**EXERCISE INSTRUCTIONS**: Word for word, restate every line of the listing that follows.

___ DATA EXCERPTS ___

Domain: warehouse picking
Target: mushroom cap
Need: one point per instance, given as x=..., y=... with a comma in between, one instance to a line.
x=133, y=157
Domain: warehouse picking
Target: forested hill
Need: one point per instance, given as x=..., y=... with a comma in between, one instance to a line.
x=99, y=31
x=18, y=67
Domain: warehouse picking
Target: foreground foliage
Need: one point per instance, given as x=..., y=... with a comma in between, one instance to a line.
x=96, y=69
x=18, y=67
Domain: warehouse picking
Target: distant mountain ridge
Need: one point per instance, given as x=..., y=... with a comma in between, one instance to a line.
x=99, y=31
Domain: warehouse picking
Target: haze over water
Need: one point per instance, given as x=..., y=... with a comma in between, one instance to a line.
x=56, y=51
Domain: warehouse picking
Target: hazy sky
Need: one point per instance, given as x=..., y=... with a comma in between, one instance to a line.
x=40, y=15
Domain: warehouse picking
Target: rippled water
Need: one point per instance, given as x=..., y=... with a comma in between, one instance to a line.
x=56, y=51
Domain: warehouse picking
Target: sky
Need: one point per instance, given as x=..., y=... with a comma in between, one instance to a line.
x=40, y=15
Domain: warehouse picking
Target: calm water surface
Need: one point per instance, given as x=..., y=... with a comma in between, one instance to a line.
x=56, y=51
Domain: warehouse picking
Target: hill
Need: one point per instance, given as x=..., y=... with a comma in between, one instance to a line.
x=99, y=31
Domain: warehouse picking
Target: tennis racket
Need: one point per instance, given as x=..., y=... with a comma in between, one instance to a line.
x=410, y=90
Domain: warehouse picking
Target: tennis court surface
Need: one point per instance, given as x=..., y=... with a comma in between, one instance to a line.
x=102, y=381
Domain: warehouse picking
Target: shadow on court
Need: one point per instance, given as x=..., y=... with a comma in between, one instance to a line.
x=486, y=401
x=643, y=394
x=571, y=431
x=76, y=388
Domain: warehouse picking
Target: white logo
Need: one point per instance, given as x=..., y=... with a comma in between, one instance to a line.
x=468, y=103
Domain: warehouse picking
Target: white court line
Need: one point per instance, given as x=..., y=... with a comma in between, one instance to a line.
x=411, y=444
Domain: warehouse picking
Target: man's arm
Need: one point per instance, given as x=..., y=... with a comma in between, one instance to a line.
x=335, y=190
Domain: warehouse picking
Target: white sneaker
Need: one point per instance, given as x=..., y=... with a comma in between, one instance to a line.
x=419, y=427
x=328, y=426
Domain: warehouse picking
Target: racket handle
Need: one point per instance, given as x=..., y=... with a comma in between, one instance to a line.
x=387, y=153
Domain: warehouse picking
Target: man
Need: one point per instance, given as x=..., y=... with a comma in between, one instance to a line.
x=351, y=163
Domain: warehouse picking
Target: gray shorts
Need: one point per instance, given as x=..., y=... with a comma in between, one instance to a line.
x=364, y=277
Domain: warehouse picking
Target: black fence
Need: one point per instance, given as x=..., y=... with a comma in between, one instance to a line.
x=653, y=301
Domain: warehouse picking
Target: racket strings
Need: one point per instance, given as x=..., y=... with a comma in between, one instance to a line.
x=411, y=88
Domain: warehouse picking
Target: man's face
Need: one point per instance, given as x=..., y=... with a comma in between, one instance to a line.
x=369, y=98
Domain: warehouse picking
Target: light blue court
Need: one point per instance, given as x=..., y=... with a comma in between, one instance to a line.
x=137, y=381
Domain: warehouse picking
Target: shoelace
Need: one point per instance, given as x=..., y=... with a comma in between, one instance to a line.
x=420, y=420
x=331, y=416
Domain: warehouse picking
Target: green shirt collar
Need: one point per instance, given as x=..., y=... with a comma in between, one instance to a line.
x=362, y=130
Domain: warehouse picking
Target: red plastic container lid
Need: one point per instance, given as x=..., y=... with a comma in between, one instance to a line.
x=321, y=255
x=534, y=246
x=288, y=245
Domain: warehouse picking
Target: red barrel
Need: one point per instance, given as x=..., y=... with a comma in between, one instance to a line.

___

**RESPONSE TO THIS TASK**:
Domain: warehouse picking
Target: mushroom cap
Need: one point per instance, given as x=..., y=... with a comma in between, one instance to a line.
x=133, y=157
Domain: warehouse picking
Target: forested hill
Need: one point per instance, given as x=..., y=... with a comma in between, one instance to a line.
x=99, y=31
x=18, y=67
Domain: warehouse picking
Target: foreground foliage
Need: one point per instance, given as x=..., y=... with a comma in between, one instance to a line.
x=96, y=69
x=18, y=67
Domain: warehouse picking
Target: distant mountain ridge
Need: one point per instance, given as x=..., y=... with a comma in between, one instance to a line.
x=99, y=31
Domain: warehouse picking
Target: haze over water
Need: one point per instance, given as x=..., y=... with a comma in between, one instance to a line.
x=56, y=51
Domain: warehouse picking
Target: hazy sky
Need: one point per instance, given as x=..., y=... with a comma in between, one instance to a line.
x=40, y=15
Domain: warehouse picking
Target: rippled water
Need: one point per instance, given as x=..., y=... with a comma in between, one instance to a line.
x=56, y=51
Domain: warehouse picking
Target: sky
Need: one point per instance, given as x=..., y=... with a comma in between, one instance to a line.
x=40, y=15
Domain: warehouse picking
Target: calm water surface
Need: one point per instance, given as x=..., y=... with a comma in between, one instance to a line.
x=56, y=51
Domain: warehouse picking
Target: hill
Need: one point per instance, given as x=..., y=... with a comma in between, one instance to a line.
x=99, y=31
Domain: warehouse picking
Target: tennis racket
Need: one point per instance, given as x=..., y=... with a comma in between, one instance to a line.
x=410, y=90
Domain: warehouse picking
Target: tennis court surface
Need: one point per instance, given as x=..., y=... with a comma in between, one instance to a line.
x=102, y=381
Domain: warehouse picking
Target: shadow on court
Need: one point per instance, given as x=..., y=... with a comma in between, one instance to a line.
x=486, y=401
x=643, y=394
x=571, y=431
x=76, y=388
Domain: warehouse picking
Target: white logo
Need: one point per instance, given as x=..., y=... with a comma in between, one instance to a line.
x=468, y=103
Domain: warehouse picking
Target: white court line
Need: one point per instance, given as x=..., y=... with a comma in between, one instance to a line.
x=411, y=444
Domain: warehouse picking
Target: man's arm
Need: one point per instance, given as x=..., y=... with a comma in between, one instance to a line.
x=335, y=190
Domain: warehouse picking
Target: white sneaker
Need: one point per instance, given as x=..., y=... with a comma in between, one instance to a line.
x=419, y=427
x=328, y=426
Domain: warehouse picking
Target: racket handle
Need: one point per instance, given as x=..., y=... with a comma in between, one instance to a line.
x=387, y=153
Domain: warehouse picking
Target: man
Need: one point per instance, given as x=..., y=... with a comma in between, one instance to a line.
x=351, y=163
Domain: warehouse picking
Target: gray shorts
Need: one point per instance, given as x=..., y=... with a comma in between, one instance to a line.
x=364, y=277
Domain: warehouse picking
Target: black fence
Need: one point per instance, given as x=..., y=... with a comma in between, one instance to a line.
x=653, y=301
Domain: warehouse picking
Target: racket strings
Need: one point per instance, given as x=..., y=... with a comma in between, one instance to a line.
x=411, y=88
Domain: warehouse picking
Target: man's face
Need: one point per instance, given as x=..., y=... with a comma in between, one instance to a line.
x=369, y=98
Domain: warehouse picking
Target: light blue court
Need: one point per instance, given as x=..., y=... with a comma in between, one instance to a line.
x=137, y=381
Domain: warehouse picking
Target: shoelace
Need: one point per instance, given as x=..., y=... with a comma in between, one instance to a line.
x=420, y=420
x=331, y=416
Domain: warehouse picking
Target: green shirt collar
Need: one point per instance, given as x=..., y=... with a comma in between, one instance to a line.
x=362, y=130
Domain: warehouse picking
Target: red plastic container lid
Need: one point per instance, given as x=..., y=... with a comma in between, one instance to a line.
x=321, y=255
x=534, y=246
x=288, y=245
Domain: warehouse picking
Target: red barrel
Need: one point per instance, given as x=..., y=... with a comma in between, one instance to a line.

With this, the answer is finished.